> Given problem
Reproduce each of the records below verbatim, line for line and in the same order.

> Material provided
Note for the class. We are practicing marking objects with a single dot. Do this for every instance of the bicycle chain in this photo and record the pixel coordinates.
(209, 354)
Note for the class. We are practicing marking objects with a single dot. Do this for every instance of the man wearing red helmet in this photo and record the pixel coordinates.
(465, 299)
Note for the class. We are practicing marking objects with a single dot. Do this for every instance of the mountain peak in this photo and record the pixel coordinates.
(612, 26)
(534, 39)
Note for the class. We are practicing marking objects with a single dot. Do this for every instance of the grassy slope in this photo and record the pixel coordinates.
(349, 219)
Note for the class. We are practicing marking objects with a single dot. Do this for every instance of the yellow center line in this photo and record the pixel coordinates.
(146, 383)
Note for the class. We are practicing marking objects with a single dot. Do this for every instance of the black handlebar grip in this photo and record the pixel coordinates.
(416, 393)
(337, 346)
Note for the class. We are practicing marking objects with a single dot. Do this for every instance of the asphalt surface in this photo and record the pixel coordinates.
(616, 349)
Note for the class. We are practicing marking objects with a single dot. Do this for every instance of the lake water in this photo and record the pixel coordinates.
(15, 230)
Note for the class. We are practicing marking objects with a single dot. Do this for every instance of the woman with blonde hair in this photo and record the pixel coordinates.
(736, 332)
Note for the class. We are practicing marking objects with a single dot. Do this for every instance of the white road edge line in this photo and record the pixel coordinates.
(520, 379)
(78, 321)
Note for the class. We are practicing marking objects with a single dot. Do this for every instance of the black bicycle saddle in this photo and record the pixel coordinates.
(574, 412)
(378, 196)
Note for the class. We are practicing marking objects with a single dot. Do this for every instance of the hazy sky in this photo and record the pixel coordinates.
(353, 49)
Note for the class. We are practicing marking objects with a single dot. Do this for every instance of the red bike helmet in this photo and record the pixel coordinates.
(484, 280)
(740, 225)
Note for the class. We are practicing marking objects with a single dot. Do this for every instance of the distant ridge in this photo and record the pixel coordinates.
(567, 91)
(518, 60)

> The solution
Note for the class. We are practicing marking objects with a single dot. Do this for every instance of the bicycle chain in this photo and record the pixel coordinates.
(209, 354)
Note for the class. We are practicing marking objects with a single dot. Do this for every instance of the man wearing red helmet in this photo and record the pixel coordinates.
(465, 299)
Note for the class. We are practicing marking objects with a single dot. Do this for every instance of the mountain peak in this photo and record the pixel coordinates.
(612, 26)
(534, 39)
Note for the class. We are practicing marking objects with a single dot. Do this for every instance of the grassy slope in this photo and record the pixel coordinates.
(349, 219)
Note for the class. We are practicing marking objects with a single dot. Do this for every instance of the yellow center line in this photo and record the pixel coordinates.
(146, 383)
Note for the class. We are practicing marking objects with a single dot. Do this for every instance of the black handlebar grip in this photo and record the pixel coordinates.
(416, 393)
(337, 346)
Note for the class. We are practicing marking objects with a single dot. Do this for every instance of the asphalt surface in this photo and record the pixel coordinates.
(616, 349)
Note for the class. We are practicing marking objects with a single dot. Do this for every instance of the lake water in this photo and record the pixel coordinates.
(15, 230)
Note for the class. We are practicing marking objects with a single dot. Do this for every instance of the woman with blonde hair in this photo and record the pixel coordinates.
(736, 332)
Note for the class. We are practicing marking objects with a single dot. Do this for every instance of the white road edge line in this photo and record the pixel coordinates.
(520, 379)
(78, 321)
Note for the class. We are practicing marking objects with a single dot. Do this for every instance of the black bicycle saddle in this photo and record the pixel coordinates.
(574, 412)
(378, 196)
Note for the class. We are practicing marking objects with a single dot. Do this for every instance of the hazy sky in this photo and record the pixel coordinates.
(353, 49)
Note for the class. We are practicing marking objects with a single dot. Do this for every instance of the red bike helmet in this photo and record the pixel coordinates.
(484, 280)
(740, 225)
Note for the class. We are practicing marking objects with a single dot. Do this for every instance of the distant ridge in this photo and record the pixel coordinates.
(567, 91)
(518, 60)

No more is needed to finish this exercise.